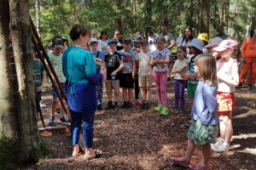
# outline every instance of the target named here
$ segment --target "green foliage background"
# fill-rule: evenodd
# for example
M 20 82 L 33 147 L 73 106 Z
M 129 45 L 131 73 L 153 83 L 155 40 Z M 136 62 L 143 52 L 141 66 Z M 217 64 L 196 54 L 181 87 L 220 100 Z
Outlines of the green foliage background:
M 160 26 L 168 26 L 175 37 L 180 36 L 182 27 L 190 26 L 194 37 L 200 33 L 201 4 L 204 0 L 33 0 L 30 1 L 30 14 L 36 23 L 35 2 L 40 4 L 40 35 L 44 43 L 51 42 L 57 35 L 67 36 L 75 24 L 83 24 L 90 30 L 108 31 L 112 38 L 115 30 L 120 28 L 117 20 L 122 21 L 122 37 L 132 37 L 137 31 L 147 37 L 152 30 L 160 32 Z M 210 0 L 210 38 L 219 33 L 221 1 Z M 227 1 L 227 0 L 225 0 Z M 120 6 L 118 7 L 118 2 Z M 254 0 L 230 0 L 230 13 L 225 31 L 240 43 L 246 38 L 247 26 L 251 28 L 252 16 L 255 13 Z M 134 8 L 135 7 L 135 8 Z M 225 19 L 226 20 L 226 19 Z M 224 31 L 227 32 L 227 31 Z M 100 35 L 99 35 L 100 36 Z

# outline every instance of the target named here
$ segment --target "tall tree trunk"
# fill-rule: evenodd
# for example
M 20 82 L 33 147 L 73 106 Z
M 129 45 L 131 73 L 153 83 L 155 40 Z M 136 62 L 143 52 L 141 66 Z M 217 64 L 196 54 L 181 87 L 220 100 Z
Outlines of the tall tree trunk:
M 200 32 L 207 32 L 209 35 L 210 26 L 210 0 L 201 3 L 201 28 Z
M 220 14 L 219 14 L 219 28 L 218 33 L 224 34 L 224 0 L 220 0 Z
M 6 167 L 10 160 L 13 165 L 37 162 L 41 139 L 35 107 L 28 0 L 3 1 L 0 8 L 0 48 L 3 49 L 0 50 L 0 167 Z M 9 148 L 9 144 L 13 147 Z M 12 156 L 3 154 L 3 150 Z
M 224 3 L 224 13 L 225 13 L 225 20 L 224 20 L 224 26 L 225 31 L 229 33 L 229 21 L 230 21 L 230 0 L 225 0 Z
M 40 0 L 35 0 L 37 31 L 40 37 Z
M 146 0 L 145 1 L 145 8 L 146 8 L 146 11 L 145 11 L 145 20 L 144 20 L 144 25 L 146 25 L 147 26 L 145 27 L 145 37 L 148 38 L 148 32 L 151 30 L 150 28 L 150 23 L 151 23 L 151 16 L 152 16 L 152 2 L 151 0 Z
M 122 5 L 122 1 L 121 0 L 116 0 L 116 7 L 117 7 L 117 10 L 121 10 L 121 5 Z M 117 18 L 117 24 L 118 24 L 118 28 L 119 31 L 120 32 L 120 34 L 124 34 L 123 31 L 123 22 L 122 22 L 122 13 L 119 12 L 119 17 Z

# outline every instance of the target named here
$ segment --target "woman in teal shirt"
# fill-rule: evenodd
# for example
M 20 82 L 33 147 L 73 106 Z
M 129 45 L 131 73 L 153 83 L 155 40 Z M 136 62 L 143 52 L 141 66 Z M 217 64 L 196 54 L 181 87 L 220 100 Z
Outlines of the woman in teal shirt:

* * * * * * * * *

DIRECTIONS FOR THIS TASK
Can you reproduce all of the entries above verbatim, leaving out the pictures?

OUTPUT
# outline every instance of the target named here
$ segment --target "green foliage background"
# fill-rule: evenodd
# for example
M 20 82 L 33 147 L 73 106 Z
M 129 45 L 131 73 L 153 83 L 155 40 Z M 136 62 L 143 52 L 141 66 Z M 217 64 L 196 54 L 181 87 L 220 100 Z
Outlines of the green foliage background:
M 160 26 L 168 26 L 175 37 L 180 36 L 182 27 L 190 26 L 194 37 L 200 33 L 201 4 L 204 0 L 33 0 L 30 1 L 30 14 L 36 23 L 35 2 L 40 4 L 40 35 L 44 43 L 51 42 L 57 35 L 67 36 L 75 24 L 83 24 L 90 30 L 108 31 L 112 38 L 115 30 L 120 28 L 117 20 L 122 21 L 122 37 L 132 37 L 137 31 L 147 37 L 152 30 L 160 32 Z M 210 0 L 210 38 L 219 33 L 221 1 Z M 227 1 L 227 0 L 225 0 Z M 120 6 L 118 7 L 118 2 Z M 254 0 L 230 0 L 230 13 L 225 31 L 240 43 L 246 38 L 247 26 L 251 28 L 252 16 L 255 13 Z M 134 8 L 135 7 L 135 8 Z M 225 19 L 226 20 L 226 19 Z M 224 31 L 227 32 L 227 31 Z M 100 35 L 99 35 L 100 36 Z

# outline every instance of the target named here
$ segment --target "tall tree trunk"
# fill-rule: evenodd
# for example
M 20 82 L 33 147 L 73 106 Z
M 129 45 L 131 73 L 153 83 L 155 40 Z M 136 62 L 143 52 L 141 66 Z M 217 64 L 196 54 L 181 87 L 220 100 Z
Outlines of the tall tree trunk:
M 200 32 L 207 32 L 209 35 L 210 26 L 210 0 L 201 3 L 201 28 Z
M 220 14 L 219 14 L 219 28 L 218 33 L 224 34 L 224 0 L 220 0 Z
M 6 167 L 10 160 L 13 165 L 37 162 L 41 139 L 35 107 L 28 0 L 3 1 L 0 8 L 0 48 L 3 49 L 0 50 L 0 167 Z M 9 148 L 9 144 L 13 147 Z M 12 156 L 3 154 L 3 150 Z
M 224 3 L 224 13 L 225 13 L 225 20 L 224 20 L 224 26 L 225 31 L 229 33 L 229 21 L 230 21 L 230 0 L 225 0 Z
M 40 0 L 35 0 L 37 31 L 40 37 Z
M 146 0 L 145 1 L 145 8 L 146 8 L 146 11 L 145 11 L 145 20 L 144 20 L 144 25 L 146 25 L 147 26 L 145 27 L 145 37 L 148 38 L 148 32 L 151 30 L 150 28 L 150 23 L 151 23 L 151 16 L 152 16 L 152 2 L 151 0 Z
M 122 5 L 122 1 L 121 0 L 116 0 L 116 7 L 117 7 L 117 10 L 121 10 L 121 5 Z M 117 18 L 117 24 L 118 24 L 118 28 L 119 31 L 120 32 L 120 34 L 124 34 L 123 31 L 123 22 L 122 22 L 122 13 L 119 12 L 119 17 Z

# outline every instance of the target named here
$ segment --target "woman in teal shirt"
# fill-rule: evenodd
# for example
M 20 82 L 33 147 L 73 106 Z
M 129 45 L 131 73 L 153 83 L 155 40 Z M 136 62 L 143 52 L 141 66 Z M 217 64 L 196 54 L 181 87 L 220 100 Z
Outlines of the woman in teal shirt:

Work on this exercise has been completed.